Supplied material:
-------------------------
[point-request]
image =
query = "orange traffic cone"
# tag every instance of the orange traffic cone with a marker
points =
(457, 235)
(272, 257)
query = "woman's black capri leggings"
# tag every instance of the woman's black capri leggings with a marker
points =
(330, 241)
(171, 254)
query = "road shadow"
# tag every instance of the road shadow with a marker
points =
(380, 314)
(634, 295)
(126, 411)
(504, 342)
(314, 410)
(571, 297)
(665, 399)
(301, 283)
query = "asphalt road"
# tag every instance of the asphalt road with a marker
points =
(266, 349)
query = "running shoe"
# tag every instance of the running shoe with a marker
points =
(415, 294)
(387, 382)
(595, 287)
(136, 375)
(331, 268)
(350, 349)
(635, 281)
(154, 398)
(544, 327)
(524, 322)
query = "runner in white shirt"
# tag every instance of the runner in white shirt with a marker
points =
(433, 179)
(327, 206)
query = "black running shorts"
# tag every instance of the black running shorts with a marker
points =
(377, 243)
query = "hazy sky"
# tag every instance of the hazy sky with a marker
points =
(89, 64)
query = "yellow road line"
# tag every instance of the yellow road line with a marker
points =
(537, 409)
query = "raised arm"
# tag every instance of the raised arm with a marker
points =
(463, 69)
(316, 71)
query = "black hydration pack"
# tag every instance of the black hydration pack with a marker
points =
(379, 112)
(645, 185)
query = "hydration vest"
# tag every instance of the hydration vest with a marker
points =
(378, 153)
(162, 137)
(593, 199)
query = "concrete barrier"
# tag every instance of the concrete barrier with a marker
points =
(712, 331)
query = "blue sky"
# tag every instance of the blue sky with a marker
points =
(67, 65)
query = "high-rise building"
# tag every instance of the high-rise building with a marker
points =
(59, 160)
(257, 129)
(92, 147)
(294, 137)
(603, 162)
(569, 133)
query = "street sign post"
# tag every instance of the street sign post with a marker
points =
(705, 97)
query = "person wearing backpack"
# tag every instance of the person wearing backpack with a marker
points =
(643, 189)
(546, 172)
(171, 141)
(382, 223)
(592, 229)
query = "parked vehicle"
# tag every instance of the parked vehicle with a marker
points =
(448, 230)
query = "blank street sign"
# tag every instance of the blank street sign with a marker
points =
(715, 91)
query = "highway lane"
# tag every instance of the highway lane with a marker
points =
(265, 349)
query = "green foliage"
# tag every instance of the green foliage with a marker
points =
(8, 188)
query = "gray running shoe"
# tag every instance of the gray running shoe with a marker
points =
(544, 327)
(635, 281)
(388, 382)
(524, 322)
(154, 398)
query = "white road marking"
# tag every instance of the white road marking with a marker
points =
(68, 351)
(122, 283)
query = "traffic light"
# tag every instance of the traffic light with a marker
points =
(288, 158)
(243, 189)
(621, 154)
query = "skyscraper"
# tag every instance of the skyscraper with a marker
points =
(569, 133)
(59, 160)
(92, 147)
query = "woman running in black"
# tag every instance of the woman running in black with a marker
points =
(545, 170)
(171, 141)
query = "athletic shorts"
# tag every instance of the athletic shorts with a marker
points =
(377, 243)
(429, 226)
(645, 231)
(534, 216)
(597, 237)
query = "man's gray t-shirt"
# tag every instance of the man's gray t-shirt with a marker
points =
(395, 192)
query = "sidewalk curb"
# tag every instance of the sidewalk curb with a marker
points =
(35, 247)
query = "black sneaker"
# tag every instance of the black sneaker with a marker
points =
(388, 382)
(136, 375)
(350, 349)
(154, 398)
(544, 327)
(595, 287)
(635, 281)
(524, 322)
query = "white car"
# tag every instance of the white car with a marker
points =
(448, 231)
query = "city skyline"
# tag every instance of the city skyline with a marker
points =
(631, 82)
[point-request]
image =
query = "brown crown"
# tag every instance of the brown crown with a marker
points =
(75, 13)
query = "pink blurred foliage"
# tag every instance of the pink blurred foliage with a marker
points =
-------------------------
What needs to be done: Pull every line with the string "blank" from the data above.

Exercise response:
query = "blank street sign"
# tag every instance of the blank street sign with a marker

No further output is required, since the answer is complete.